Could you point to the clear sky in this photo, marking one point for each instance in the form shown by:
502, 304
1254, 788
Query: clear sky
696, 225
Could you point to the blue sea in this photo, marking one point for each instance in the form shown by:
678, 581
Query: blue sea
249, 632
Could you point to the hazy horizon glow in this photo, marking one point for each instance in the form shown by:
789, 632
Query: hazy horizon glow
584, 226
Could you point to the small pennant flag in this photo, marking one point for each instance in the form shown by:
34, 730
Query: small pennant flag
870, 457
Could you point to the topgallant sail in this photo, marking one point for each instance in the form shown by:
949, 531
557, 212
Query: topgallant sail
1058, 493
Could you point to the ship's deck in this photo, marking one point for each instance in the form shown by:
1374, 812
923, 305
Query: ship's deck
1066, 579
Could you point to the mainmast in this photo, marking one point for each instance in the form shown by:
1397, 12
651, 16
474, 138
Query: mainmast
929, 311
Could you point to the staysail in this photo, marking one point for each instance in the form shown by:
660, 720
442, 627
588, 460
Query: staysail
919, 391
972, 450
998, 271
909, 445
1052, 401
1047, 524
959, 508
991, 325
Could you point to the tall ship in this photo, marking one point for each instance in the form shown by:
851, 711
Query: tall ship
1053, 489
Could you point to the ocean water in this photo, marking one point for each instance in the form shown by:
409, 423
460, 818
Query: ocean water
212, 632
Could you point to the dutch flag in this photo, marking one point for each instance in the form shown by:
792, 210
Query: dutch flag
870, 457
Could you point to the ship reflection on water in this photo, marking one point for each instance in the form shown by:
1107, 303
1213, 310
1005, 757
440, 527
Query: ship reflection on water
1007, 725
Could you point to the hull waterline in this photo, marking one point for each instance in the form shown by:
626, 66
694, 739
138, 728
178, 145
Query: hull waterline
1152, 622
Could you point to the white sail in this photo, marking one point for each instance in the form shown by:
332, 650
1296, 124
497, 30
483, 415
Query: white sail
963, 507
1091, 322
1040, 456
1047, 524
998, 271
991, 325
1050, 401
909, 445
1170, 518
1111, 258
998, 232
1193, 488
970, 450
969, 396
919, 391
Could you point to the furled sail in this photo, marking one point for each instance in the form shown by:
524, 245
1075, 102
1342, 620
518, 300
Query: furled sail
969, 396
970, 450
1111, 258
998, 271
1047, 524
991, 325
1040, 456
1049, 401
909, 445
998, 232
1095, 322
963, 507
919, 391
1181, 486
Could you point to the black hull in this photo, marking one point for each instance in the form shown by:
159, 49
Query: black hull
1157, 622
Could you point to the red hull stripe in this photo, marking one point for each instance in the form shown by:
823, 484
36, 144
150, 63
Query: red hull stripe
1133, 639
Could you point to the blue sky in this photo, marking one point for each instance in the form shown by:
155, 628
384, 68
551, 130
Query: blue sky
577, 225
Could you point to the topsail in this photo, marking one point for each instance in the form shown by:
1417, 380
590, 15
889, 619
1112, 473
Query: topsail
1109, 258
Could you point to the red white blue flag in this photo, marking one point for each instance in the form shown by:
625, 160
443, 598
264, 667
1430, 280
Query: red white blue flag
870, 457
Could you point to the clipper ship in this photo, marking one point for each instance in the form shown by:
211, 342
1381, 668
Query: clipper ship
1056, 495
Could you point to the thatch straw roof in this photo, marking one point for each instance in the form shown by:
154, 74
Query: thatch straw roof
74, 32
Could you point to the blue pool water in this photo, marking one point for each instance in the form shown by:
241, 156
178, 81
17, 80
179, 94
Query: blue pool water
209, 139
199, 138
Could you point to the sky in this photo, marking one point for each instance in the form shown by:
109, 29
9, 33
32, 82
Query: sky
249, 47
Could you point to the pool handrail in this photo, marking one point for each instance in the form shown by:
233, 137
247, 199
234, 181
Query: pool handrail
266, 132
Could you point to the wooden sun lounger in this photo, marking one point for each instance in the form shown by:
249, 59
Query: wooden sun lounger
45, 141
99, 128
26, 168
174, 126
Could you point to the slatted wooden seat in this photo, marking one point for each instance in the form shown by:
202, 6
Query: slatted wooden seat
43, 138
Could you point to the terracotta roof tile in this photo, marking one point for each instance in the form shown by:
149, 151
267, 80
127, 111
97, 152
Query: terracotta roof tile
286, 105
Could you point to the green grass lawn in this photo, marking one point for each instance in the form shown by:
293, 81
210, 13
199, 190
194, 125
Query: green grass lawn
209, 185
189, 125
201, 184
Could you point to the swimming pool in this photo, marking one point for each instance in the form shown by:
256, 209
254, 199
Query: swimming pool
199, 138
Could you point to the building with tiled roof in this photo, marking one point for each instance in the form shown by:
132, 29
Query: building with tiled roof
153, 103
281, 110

◆ Problem details ◆
Write out the whole listing again, exactly as it stands.

◆ Full solution ◆
Could you point to the clear sky in this photo, marking one point for each instance in the form shown by:
502, 304
1254, 788
Query: clear sky
696, 225
Could you point to the blue sea in this photo, marking one point for each instance in the form shown by:
678, 581
Query: blue sea
249, 632
Could you point to the hazy horizon glow in this photo, marking one point for each instance in the form shown by:
789, 632
Query: hazy horizon glow
584, 226
Could you point to the small pennant flag in this photo, marking one point for each instance in the form shown by:
34, 730
Query: small pennant flag
870, 457
Could you point to the topgallant sail in this photo, marking one point for each instance in the form shown by:
949, 531
557, 212
Query: topgallant sail
1058, 493
Could you point to the ship's deck in this photo, marking one point for each instance in the form shown by:
1374, 812
923, 305
Query: ship's deck
1066, 579
Could you point to the mainmast in this photo, marking one point for each instance in the form shown by:
1397, 12
651, 16
474, 138
Query: mainmast
929, 311
Could you point to the staysail in this photo, marking one point for each instance in the form shown by:
660, 720
442, 627
588, 460
Query: staysail
919, 391
972, 450
998, 271
909, 445
1052, 401
1047, 524
959, 508
991, 325
Could you point to the tall ship in this photo, marking one point for each instance in the form shown by:
851, 711
Query: tall ship
1053, 489
Could you point to the ocean water in this photo, marking one point for each instance in the form shown by:
409, 423
460, 818
Query: ocean water
212, 632
Could you point to the dutch flag in this photo, marking one point for each instance in the form shown by:
792, 210
Query: dutch flag
870, 457
Could you point to the ship reflection on water in this photo, marking one point for each instance in the form shown by:
1107, 303
1213, 310
1005, 757
440, 527
Query: ship reflection on water
1007, 725
Could you point to the hull waterline in this photo, marking one point for each instance in the form shown by:
626, 66
694, 739
138, 728
178, 145
Query: hull waterline
1152, 622
Could you point to the white sail in this photo, marking one point for each instance in the form shown by:
332, 650
1296, 124
497, 30
483, 415
Query: white sail
963, 507
1091, 322
1040, 456
1047, 524
998, 271
991, 325
1050, 401
909, 445
1170, 518
1111, 258
998, 232
1193, 488
970, 450
969, 396
919, 391
Could you point to the furled sail in this photo, marking one point for each instance in the form shown by:
524, 245
1075, 102
1342, 620
518, 300
Query: furled sail
969, 396
970, 450
1111, 258
998, 271
1047, 524
991, 325
1040, 456
1049, 401
909, 445
998, 232
1095, 322
963, 507
919, 391
1181, 486
Could you point to the black hull in this photo, marking one point for each instance in the form shown by:
159, 49
Query: black hull
1157, 622
Could you point to the red hull stripe in this photo, marking one point for each instance in the form shown by:
823, 484
36, 144
150, 63
Query: red hull stripe
1133, 639
Could you point to the blue sky in this photo, marking one point for each instance in the form shown by:
155, 628
384, 68
551, 130
Query: blue sky
577, 225
Could you point to the topsail in this photo, marking one point for each instance in the form shown by:
1417, 380
590, 15
889, 619
1112, 473
Query: topsail
1109, 258
Could you point to the red white blue flag in this photo, marking one point for each instance in the form shown by:
625, 160
443, 598
264, 667
1430, 280
Query: red white blue flag
870, 457
Could you point to the clipper ship in this photo, marking one point for each instance in the form shown by:
211, 342
1381, 668
Query: clipper ship
1056, 495
Could you point to the thatch straw roof in this photo, marking one point for each instance in the form shown by:
154, 74
Query: thatch straw roof
74, 32
Could you point to the blue pool water in this photo, marking one point for each instance in the form shown by:
241, 156
178, 81
17, 80
179, 94
Query: blue pool water
209, 139
199, 138
Could you point to the sky in this photo, marking one point for each instance in the form shown by:
109, 29
9, 33
32, 82
Query: sky
249, 47
Could you point to the pool handrail in this photo, marking one point for each instance in the form shown by:
233, 137
247, 199
234, 181
Query: pool handrail
266, 132
Could you point to the wooden sun lounger in this photo, marking one point for each instance in the form shown by:
249, 59
Query: wooden sun lounger
45, 141
99, 128
26, 168
174, 126
Could you point to the slatted wooden seat in this photo, marking one point for each instance in the form shown by:
202, 6
Query: slatted wooden seat
43, 138
Could you point to the terracotta roof tile in this photo, marking one point for each instance in the form shown by:
149, 151
267, 80
127, 111
97, 152
Query: terracotta roof tile
286, 105
Could you point to the green grass lawn in this photo, marking one point for each instance in the form shown by:
293, 81
210, 13
199, 190
194, 125
Query: green grass lawn
209, 185
189, 125
201, 184
Could you point to the swimming pool in this photo, marking one point for each instance in the form shown by:
256, 209
254, 199
Query: swimming pool
199, 138
Could you point to the building with tiled roof in this photo, marking one point for each instance in the form shown by:
132, 29
Query: building with tiled roof
153, 103
281, 110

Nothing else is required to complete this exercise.